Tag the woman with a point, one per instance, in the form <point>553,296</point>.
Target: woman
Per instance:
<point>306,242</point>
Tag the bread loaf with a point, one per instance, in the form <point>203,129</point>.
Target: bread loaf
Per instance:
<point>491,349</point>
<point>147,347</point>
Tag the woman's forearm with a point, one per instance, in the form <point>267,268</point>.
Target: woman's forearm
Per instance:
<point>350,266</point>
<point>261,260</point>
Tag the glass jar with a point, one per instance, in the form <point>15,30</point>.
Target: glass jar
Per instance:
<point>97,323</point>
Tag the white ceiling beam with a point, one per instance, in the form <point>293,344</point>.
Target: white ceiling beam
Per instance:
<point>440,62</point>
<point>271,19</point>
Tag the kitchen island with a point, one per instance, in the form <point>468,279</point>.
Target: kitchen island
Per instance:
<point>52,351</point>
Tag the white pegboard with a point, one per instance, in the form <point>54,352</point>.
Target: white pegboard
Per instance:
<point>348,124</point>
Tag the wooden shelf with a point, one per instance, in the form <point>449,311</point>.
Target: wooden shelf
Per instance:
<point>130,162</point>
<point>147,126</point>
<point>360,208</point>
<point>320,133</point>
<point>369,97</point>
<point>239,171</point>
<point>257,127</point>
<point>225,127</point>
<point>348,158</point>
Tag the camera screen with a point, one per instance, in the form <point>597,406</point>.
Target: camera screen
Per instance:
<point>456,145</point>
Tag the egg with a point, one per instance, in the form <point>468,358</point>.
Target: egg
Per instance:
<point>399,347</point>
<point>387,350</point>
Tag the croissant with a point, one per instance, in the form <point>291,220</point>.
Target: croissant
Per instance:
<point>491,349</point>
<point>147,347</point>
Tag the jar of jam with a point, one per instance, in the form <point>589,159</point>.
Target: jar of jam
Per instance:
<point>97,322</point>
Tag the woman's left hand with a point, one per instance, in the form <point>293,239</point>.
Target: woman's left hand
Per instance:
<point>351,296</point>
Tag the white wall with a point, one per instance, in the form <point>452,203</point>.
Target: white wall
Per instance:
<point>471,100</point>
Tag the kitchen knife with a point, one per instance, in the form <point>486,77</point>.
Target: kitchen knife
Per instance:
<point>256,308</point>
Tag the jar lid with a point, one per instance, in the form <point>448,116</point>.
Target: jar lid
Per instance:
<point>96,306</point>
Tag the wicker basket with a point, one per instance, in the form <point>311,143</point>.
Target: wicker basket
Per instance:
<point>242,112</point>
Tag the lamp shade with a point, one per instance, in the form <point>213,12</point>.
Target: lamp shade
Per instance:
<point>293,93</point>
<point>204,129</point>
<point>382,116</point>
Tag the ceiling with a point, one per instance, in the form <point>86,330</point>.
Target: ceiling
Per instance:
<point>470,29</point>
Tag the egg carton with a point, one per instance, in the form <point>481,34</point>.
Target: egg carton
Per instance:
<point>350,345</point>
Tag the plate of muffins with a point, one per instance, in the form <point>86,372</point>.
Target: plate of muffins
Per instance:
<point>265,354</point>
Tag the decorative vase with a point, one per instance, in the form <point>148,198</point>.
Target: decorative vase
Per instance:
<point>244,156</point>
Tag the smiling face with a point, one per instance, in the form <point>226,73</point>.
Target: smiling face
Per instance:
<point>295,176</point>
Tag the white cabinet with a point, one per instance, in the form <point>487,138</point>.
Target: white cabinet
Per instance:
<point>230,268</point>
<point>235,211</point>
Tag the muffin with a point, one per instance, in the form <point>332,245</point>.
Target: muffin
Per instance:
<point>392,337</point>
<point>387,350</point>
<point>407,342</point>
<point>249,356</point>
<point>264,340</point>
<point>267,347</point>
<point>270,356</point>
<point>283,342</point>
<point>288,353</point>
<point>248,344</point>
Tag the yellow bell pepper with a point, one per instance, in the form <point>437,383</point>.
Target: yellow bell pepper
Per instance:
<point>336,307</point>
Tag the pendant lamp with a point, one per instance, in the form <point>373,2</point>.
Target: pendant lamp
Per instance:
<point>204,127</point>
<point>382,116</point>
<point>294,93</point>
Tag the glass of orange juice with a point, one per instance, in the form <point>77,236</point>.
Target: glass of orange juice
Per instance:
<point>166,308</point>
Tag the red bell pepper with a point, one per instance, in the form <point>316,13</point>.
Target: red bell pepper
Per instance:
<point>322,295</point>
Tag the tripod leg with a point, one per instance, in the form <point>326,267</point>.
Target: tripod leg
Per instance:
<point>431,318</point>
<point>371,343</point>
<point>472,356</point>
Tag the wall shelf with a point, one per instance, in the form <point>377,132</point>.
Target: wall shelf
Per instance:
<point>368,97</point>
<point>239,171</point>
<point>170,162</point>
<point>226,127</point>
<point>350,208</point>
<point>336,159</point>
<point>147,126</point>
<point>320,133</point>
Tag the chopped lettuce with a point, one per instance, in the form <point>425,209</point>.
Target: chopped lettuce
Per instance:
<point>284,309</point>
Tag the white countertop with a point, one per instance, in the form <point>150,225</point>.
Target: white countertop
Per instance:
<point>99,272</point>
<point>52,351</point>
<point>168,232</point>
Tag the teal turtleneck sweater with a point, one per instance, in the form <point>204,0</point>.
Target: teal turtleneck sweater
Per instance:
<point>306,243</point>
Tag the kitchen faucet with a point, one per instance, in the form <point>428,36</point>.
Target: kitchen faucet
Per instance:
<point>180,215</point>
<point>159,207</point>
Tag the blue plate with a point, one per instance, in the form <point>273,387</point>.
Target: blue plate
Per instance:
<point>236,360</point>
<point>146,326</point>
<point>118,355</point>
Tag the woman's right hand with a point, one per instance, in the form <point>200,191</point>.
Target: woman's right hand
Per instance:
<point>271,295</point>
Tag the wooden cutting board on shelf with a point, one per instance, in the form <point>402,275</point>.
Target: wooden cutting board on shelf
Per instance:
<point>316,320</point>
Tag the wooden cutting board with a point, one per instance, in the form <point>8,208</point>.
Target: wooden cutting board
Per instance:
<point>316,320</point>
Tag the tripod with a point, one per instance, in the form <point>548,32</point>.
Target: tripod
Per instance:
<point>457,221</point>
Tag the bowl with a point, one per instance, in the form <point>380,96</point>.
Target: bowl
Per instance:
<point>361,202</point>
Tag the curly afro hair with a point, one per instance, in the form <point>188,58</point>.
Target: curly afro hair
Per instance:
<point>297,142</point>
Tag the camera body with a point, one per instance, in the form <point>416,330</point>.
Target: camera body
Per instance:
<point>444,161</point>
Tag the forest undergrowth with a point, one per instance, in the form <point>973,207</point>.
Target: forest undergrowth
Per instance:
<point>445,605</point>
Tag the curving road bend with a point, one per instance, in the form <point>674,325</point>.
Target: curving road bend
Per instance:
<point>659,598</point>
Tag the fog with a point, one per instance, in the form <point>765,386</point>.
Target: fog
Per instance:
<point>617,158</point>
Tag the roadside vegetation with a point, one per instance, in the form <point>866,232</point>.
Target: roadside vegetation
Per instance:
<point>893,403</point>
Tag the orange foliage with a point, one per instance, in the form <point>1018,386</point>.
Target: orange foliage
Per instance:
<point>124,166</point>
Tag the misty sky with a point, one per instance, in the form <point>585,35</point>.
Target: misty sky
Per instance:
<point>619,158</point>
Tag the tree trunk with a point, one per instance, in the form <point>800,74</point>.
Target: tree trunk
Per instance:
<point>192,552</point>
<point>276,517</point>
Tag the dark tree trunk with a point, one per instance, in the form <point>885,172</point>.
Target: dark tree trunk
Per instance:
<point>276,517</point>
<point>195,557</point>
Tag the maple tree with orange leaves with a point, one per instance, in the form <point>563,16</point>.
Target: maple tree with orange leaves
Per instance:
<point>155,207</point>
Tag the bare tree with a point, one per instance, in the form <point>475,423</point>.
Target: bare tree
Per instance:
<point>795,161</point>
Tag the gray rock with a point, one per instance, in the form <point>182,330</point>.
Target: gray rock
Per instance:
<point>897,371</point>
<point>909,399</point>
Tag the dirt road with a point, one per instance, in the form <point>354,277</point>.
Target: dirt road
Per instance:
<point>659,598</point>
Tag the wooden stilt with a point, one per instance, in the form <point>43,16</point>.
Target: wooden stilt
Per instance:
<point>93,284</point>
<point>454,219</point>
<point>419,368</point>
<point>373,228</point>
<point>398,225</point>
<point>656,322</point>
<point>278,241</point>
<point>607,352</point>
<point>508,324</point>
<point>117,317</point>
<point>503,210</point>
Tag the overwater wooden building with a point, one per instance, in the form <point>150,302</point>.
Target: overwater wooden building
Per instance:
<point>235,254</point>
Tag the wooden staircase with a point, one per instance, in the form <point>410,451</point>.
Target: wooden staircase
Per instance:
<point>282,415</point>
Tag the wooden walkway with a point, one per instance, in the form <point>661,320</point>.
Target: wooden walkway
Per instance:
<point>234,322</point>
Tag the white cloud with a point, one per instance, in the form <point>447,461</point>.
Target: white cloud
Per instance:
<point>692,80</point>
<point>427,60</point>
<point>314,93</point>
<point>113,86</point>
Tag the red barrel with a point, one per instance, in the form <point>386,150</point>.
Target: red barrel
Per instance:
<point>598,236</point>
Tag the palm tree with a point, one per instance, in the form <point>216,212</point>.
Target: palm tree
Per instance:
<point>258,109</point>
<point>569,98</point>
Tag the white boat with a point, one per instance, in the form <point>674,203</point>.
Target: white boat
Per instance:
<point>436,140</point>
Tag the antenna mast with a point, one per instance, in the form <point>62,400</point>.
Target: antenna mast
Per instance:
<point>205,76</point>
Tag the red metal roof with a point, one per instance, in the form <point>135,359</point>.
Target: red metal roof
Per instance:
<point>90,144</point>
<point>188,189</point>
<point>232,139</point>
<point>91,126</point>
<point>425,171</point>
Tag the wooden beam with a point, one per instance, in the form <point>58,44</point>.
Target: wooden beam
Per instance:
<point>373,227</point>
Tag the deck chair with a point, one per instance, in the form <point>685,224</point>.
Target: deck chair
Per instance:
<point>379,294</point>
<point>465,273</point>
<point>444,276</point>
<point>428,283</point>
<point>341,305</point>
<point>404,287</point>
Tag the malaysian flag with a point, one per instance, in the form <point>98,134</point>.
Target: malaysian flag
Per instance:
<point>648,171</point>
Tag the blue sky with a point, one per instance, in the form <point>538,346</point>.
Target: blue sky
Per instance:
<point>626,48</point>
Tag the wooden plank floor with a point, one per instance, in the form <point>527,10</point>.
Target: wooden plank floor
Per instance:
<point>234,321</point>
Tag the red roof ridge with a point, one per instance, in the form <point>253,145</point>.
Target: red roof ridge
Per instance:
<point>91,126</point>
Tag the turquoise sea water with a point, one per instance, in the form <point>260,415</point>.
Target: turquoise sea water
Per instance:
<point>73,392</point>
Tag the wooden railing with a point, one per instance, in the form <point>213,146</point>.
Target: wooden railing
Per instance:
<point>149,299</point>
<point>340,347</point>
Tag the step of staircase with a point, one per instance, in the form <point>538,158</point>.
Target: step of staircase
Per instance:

- [Aim of the exercise]:
Which lines above include "beam"? Show each of them by copying it.

- [Response area]:
Tag the white ceiling beam with a point, one per instance, in the form <point>293,344</point>.
Target: white ceiling beam
Tag the wooden beam with a point, one per instance, in the form <point>58,44</point>.
Target: wooden beam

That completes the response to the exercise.